◆ **Письменное задание A**
Переведите на английский язык предложение из текста о жилищном пузыре: «Этих домовладельцев, возможно, стоило бы простить за чрезмерное доверие к жилищному рынку».
◆ **Письменное задание B**
Сверьте с текстом о жилищном пузыре три утверждения и на каждое ответьте «да» или «нет», приведя точную цитату, которая это решает: (i) Кейс и Шиллер провели свое исследование в 2003 г.; (ii) домовладельцы рассчитывали, что их дома будут дорожать примерно на 20 % в год; (iii) две телепрограммы вышли в 2005 г. с разницей в месяц.
◆ **Письменное задание C**
Перепишите без изменений кусок текста о жилищном пузыре между «Шиллер открыл и» и «0,06 % в год.» включительно.

◆ **Страница**
________________

Шиллер открыл и еще одну важную особенность, связанную с развитием пузыря: ожидания людей, покупавших дома, касающиеся того, что могут принести им эти инвестиции, были совершенно нереалистичны. Исследование, проведенное Кейсом и Шиллером в 2003 г., показало, что домовладельцы ожидали, что их объекты собственности будут расти в цене примерно на 13 % в год{101}. В реальности за более чем столетний период с 1896 по 1996 г.{102} (о котором я уже упоминал выше) продажная цена домов выросла всего на 6 % после поправки на инфляцию, то есть примерно на 0,06 % в год.
Этих домовладельцев, возможно, стоило бы простить за чрезмерное доверие к жилищному рынку. Идея пузыря на жилищном рынке настолько сильно укоренилась в популярной культуре, что в 2005 г. появились (с интервалом в 10 дней) две независимые телевизионные программы – одна под названием Flip This House, а вторая – Flip That House.

________________

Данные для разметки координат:
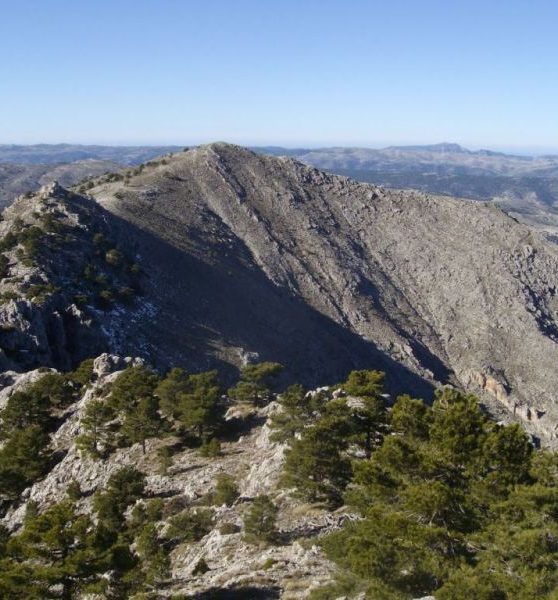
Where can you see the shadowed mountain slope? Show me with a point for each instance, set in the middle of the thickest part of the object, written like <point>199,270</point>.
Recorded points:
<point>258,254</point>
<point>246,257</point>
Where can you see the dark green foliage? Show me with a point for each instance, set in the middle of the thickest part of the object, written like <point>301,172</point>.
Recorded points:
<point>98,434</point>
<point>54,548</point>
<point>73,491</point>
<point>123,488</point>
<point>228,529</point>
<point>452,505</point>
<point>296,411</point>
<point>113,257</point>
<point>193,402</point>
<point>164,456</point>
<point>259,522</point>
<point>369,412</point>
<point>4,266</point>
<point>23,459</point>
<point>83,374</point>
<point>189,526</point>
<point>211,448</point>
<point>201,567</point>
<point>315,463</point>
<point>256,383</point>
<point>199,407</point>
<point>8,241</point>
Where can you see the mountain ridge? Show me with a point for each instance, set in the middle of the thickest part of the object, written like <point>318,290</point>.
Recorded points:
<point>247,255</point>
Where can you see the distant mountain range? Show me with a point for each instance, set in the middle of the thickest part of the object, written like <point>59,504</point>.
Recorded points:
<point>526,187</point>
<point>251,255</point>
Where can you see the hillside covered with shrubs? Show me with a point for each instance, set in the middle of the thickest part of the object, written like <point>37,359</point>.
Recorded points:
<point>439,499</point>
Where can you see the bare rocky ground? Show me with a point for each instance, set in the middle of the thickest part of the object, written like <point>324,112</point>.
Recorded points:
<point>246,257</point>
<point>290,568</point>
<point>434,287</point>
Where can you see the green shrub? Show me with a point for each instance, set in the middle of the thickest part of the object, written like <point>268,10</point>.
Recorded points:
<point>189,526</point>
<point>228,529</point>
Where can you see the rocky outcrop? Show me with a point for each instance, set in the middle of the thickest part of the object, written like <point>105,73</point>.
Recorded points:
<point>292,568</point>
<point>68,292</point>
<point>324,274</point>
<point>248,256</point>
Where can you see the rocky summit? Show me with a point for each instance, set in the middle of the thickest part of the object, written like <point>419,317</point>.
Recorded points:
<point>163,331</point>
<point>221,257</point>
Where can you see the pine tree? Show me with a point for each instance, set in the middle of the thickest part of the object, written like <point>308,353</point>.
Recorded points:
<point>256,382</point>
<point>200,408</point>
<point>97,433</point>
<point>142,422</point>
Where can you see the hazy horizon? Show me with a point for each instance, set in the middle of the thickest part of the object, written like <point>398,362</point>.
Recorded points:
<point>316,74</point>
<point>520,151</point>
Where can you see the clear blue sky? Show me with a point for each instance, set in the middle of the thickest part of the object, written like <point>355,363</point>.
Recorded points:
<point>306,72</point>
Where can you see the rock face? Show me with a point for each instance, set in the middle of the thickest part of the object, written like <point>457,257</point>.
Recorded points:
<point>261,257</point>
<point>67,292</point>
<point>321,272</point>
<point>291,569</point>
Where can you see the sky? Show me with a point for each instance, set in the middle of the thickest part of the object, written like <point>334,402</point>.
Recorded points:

________________

◆ **Правильный ответ A**
These homeowners might perhaps have been forgiven for their excessive faith in the housing market.

◆ **Правильный ответ B**
(i) Да: «Исследование, проведенное Кейсом и Шиллером в 2003 г.».
(ii) Нет: «будут расти в цене примерно на 13 % в год».
(iii) Нет: «в 2005 г. появились (с интервалом в 10 дней)».

◆ **Правильный ответ C**
Шиллер открыл и еще одну важную особенность, связанную с развитием пузыря: ожидания людей, покупавших дома, касающиеся того, что могут принести им эти инвестиции, были совершенно нереалистичны. Исследование, проведенное Кейсом и Шиллером в 2003 г., показало, что домовладельцы ожидали, что их объекты собственности будут расти в цене примерно на 13 % в год{101}. В реальности за более чем столетний период с 1896 по 1996 г.{102} (о котором я уже упоминал выше) продажная цена домов выросла всего на 6 % после поправки на инфляцию, то есть примерно на 0,06 % в год.